▸ Requirements:
Write out every line of the records below as a numbered list, skipping blank lines and leaving the pictures out.

--- Data in this exercise ---

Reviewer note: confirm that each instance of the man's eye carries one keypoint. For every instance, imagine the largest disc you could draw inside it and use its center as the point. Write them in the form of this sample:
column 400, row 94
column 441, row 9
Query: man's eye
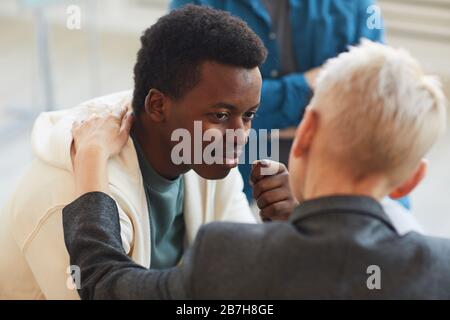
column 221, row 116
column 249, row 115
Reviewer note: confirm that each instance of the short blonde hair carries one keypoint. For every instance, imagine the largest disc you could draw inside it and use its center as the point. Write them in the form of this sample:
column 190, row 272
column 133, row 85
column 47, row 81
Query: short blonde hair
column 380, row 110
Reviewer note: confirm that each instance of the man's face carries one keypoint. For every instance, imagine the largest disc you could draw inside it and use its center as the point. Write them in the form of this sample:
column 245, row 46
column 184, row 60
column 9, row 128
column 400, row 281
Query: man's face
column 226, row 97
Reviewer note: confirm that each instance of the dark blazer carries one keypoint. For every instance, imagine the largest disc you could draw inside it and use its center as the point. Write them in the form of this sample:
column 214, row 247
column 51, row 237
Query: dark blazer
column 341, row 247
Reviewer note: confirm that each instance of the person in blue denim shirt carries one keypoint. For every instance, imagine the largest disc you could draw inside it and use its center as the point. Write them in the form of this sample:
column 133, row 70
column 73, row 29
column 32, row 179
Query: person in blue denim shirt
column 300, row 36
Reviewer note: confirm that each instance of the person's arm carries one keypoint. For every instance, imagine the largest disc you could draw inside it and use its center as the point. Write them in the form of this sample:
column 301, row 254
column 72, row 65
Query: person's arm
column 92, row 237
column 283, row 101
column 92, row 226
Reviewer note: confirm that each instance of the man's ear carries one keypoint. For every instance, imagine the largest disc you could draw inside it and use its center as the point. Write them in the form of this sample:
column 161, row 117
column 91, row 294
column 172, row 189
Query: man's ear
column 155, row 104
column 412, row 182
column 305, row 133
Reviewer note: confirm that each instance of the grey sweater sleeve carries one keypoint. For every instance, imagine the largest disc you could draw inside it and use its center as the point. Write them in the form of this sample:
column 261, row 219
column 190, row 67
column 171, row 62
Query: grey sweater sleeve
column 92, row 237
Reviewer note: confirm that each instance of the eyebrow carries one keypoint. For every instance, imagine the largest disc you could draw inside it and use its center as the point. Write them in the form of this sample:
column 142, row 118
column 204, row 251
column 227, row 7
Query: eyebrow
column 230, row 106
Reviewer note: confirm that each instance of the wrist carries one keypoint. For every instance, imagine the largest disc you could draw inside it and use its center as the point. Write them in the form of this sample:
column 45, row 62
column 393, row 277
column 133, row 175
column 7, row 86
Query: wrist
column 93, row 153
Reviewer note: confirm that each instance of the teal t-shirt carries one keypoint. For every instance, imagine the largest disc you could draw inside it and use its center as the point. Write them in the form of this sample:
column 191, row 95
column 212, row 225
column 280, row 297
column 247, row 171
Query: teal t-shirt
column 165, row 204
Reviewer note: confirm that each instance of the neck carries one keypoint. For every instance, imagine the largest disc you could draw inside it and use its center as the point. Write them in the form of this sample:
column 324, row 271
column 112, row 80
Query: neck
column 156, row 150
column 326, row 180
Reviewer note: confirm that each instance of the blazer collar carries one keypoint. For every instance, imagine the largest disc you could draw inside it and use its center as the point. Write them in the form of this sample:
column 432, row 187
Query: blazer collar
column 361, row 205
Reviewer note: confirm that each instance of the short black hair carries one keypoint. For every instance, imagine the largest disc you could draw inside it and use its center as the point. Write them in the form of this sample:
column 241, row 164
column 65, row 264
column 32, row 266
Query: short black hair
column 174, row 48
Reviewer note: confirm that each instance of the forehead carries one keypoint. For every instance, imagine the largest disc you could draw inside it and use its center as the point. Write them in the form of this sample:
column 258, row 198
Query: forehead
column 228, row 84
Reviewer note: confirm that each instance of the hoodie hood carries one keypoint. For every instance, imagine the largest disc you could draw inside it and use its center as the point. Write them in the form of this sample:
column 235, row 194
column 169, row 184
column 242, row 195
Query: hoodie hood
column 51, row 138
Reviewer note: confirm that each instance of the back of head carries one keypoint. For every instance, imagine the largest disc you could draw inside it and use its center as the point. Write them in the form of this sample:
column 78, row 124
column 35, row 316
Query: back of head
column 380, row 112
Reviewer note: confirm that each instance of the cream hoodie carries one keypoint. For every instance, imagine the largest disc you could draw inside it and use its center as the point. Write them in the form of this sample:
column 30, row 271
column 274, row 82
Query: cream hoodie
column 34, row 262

---

▸ Output of the task:
1. Reviewer note: confirm that each instance of the man's eye carries one keypoint. For every instance, imagine the largest disc you could draw inside it and use its center as the point. Write them in the form of this sample:
2. column 400, row 94
3. column 441, row 9
4. Query: man's eye
5. column 221, row 116
6. column 249, row 115
7. Reviewer note: confirm that each instance of the short blonde hair carries one keypoint. For every instance, imagine the largest disc you could draw inside it and use its center as the point. Write them in the form of this sample:
8. column 190, row 272
9. column 133, row 85
10. column 47, row 81
11. Query: short blonde hair
12. column 380, row 110
13. Reviewer note: confirm that each instance of the man's face carries one keypoint. For every instance, imagine the largest disc you could draw inside it and use its center as the point. Write them in the form of this sample:
14. column 245, row 46
15. column 184, row 60
16. column 9, row 128
17. column 400, row 281
18. Query: man's face
19. column 226, row 97
20. Reviewer note: confirm that each instance of the dark blazer carries one keypoint. For every instance, imagine the largest disc you could draw inside it and use its center as the point. Write them in the form of this sample:
21. column 214, row 247
22. column 51, row 237
23. Query: dark blazer
24. column 341, row 247
25. Reviewer note: confirm that each instance of the person in blue denim shirt carries one keypoint. For every instance, imagine the largest disc you could draw inside it and use its center as the point. Write them in the form of this sample:
26. column 133, row 70
27. column 73, row 29
28. column 32, row 179
29. Query: person in blue denim shirt
30. column 300, row 36
31. Reviewer note: confirm that each instance of the person's arm carries one keypoint. For every instance, imagine the largest disc you could draw inside it and use its center as the point. Write them in the form of this sample:
32. column 301, row 254
33. column 72, row 65
34. Query: person's arm
35. column 92, row 237
36. column 283, row 101
37. column 92, row 226
38. Reviewer note: confirm that each instance of the man's ear carries one keypoint. For every instance, imagine the largest disc you could draw inside it and use its center as the point. Write them in the form of this sample:
39. column 161, row 117
40. column 91, row 294
41. column 172, row 189
42. Query: man's ear
43. column 155, row 104
44. column 412, row 182
45. column 305, row 133
46. Reviewer note: confirm that each instance of the grey sweater sleeve carries one keypoint. For every instance, imagine the largest disc you could draw inside it and use its center as the point. Write them in the form of this sample:
47. column 261, row 219
48. column 190, row 67
49. column 171, row 62
50. Query: grey sweater sleeve
51. column 92, row 237
52. Reviewer note: confirm that each instance of the eyebrow carries one keypoint. For every instance, imagine the largest disc you could draw inside it and use its center as the point. Write them in the form of this sample:
53. column 142, row 118
54. column 204, row 251
55. column 227, row 7
56. Query: eyebrow
57. column 230, row 106
58. Reviewer note: confirm that each instance of the wrist carries one keypoint. For every instance, imagine the largest disc you could draw inside it and use its center as the point. Write them in the form of this sample:
59. column 45, row 62
60. column 393, row 277
61. column 133, row 175
62. column 7, row 86
63. Query: wrist
64. column 93, row 153
65. Reviewer note: confirm that each instance of the teal t-shirt carries one keypoint. For every instance, imagine the largest disc you could draw inside it and use its center as the point. Write them in the form of this sample:
66. column 191, row 95
67. column 212, row 225
68. column 280, row 297
69. column 247, row 171
70. Query: teal t-shirt
71. column 165, row 204
72. Reviewer note: confirm that each instance of the neck carries one keypoint. For every instance, imagine the largest disc you could draw inside it and use its center as the point. Write them in the form of this sample:
73. column 324, row 271
74. column 112, row 80
75. Query: neck
76. column 156, row 150
77. column 326, row 180
78. Reviewer note: confirm that each instance of the blazer collar carries one keypoint. For every instance, imagine the largest disc you could draw inside it and use its center as the point. Write them in the form of this sample:
79. column 432, row 187
80. Query: blazer collar
81. column 361, row 205
82. Reviewer note: confirm that each instance of the short black hair carries one keypoint. For every instance, imagine the largest disc you could draw inside it and use its center as the point. Write them in the form of this sample:
83. column 241, row 164
84. column 65, row 264
85. column 32, row 266
86. Query: short black hair
87. column 174, row 48
88. Reviewer note: confirm that each instance of the forehead carries one keypoint. For every instance, imagine the largest disc you could draw inside it and use its center as the point. Write them in the form of this sample:
89. column 258, row 198
90. Query: forehead
91. column 228, row 84
92. Reviewer note: confirm that each instance of the hoodie hood carries one keypoint. For every instance, imagine the largest disc you could draw inside it and use its center as the point. Write them in the form of this sample:
93. column 235, row 194
94. column 169, row 184
95. column 242, row 195
96. Query: hoodie hood
97. column 51, row 138
98. Reviewer note: confirm that each instance of the back of head carries one keypoint. For every instance, imagine the largest disc you could draw inside it and use its center as the point. Write them in the form of this sample:
99. column 78, row 124
100. column 35, row 316
101. Query: back of head
102. column 380, row 112
103. Reviewer note: confirm that each instance of the cream hoodie carries one keypoint. For every instance, imagine the largest disc you could draw inside it and use its center as the point. Write them in the form of this sample:
104. column 30, row 271
105. column 274, row 82
106. Query: cream hoodie
107. column 34, row 262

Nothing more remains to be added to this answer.